§ Exercise directions: Give back the full listing exactly as written.

§ Data under study:

........

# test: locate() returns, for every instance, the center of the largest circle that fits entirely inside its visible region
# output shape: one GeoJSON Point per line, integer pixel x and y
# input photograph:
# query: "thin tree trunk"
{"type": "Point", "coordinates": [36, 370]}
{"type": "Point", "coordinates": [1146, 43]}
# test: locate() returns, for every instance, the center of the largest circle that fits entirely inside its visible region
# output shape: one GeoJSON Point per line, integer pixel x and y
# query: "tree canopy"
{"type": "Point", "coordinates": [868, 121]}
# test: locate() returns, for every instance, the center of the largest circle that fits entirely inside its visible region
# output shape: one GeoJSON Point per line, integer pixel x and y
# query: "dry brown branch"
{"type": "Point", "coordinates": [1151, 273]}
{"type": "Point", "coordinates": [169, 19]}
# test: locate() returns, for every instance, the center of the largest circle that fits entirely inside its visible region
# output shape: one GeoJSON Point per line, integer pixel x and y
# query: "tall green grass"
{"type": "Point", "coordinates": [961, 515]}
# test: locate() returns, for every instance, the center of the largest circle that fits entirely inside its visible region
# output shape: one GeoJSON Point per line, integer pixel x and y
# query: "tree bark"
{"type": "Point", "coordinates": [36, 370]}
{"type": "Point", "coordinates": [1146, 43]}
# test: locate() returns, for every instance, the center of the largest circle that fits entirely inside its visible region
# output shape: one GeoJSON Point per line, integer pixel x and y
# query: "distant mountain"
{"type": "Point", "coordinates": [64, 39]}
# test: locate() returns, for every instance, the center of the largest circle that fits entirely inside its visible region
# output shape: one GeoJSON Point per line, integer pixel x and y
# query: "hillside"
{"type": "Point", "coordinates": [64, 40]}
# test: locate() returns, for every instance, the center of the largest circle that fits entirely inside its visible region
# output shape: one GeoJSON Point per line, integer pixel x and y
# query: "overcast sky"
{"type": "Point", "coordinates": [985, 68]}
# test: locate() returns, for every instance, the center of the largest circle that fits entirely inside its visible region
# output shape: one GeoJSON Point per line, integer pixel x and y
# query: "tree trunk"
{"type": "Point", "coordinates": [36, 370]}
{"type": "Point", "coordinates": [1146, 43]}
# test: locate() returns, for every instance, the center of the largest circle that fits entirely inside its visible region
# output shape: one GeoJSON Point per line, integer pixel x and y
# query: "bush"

........

§ Answer section:
# test: locate() returns, for every instance, the center of the largest circle that fits entirely inside its visible region
# output shape: one GeoJSON Point per line, integer pixel x and y
# input photograph:
# query: "thin tree trunk"
{"type": "Point", "coordinates": [36, 370]}
{"type": "Point", "coordinates": [1146, 43]}
# test: locate() returns, for every instance, the center of the largest circle that fits entirely inside its visible region
# output shape: one GeoJSON Point per line, integer pixel x and y
# query: "tree canopy"
{"type": "Point", "coordinates": [868, 121]}
# test: locate() returns, for every instance, the center of the largest circle that fits entirely inside its visible region
# output shape: one GeoJSON Point per line, integer pixel x and y
# query: "dry brown branch"
{"type": "Point", "coordinates": [1151, 273]}
{"type": "Point", "coordinates": [169, 19]}
# test: locate() returns, for every instance, the center of the largest circle that fits entirely inside its visible region
# output shape: one GeoJSON Point per line, integer pixel x and y
# query: "tall green grass"
{"type": "Point", "coordinates": [961, 515]}
# test: locate() returns, for every instance, the center of the largest circle that fits entirely inside its visible region
# output shape: one GeoJSON Point per line, integer pixel x and y
# query: "tree bark"
{"type": "Point", "coordinates": [36, 370]}
{"type": "Point", "coordinates": [1146, 43]}
# test: locate() returns, for every instance, the center of the largest circle that fits entirely inside its visible region
# output shape: one GeoJSON Point per line, integer pixel x and y
# query: "distant mountain"
{"type": "Point", "coordinates": [64, 39]}
# test: locate() returns, for every instance, the center of the largest circle that fits entirely inside its visible region
# output shape: one GeoJSON Point per line, integer pixel x and y
# query: "hillside"
{"type": "Point", "coordinates": [64, 40]}
# test: locate() returns, for every instance, the center of the largest circle that fits entirely inside its visible region
# output shape: one GeoJSON Point per line, integer pixel x and y
# query: "overcast sky"
{"type": "Point", "coordinates": [985, 68]}
# test: locate() returns, for every instance, the center of the largest circle that fits entirely inside its visible region
# output shape: one GeoJSON Point per line, integer pixel x and y
# query: "tree trunk"
{"type": "Point", "coordinates": [36, 370]}
{"type": "Point", "coordinates": [1146, 43]}
# test: locate() returns, for every instance, the center of the largest circle that fits entirely inside its visible region
# output shape: one GeoJSON Point per line, integer pixel x and y
# query: "bush"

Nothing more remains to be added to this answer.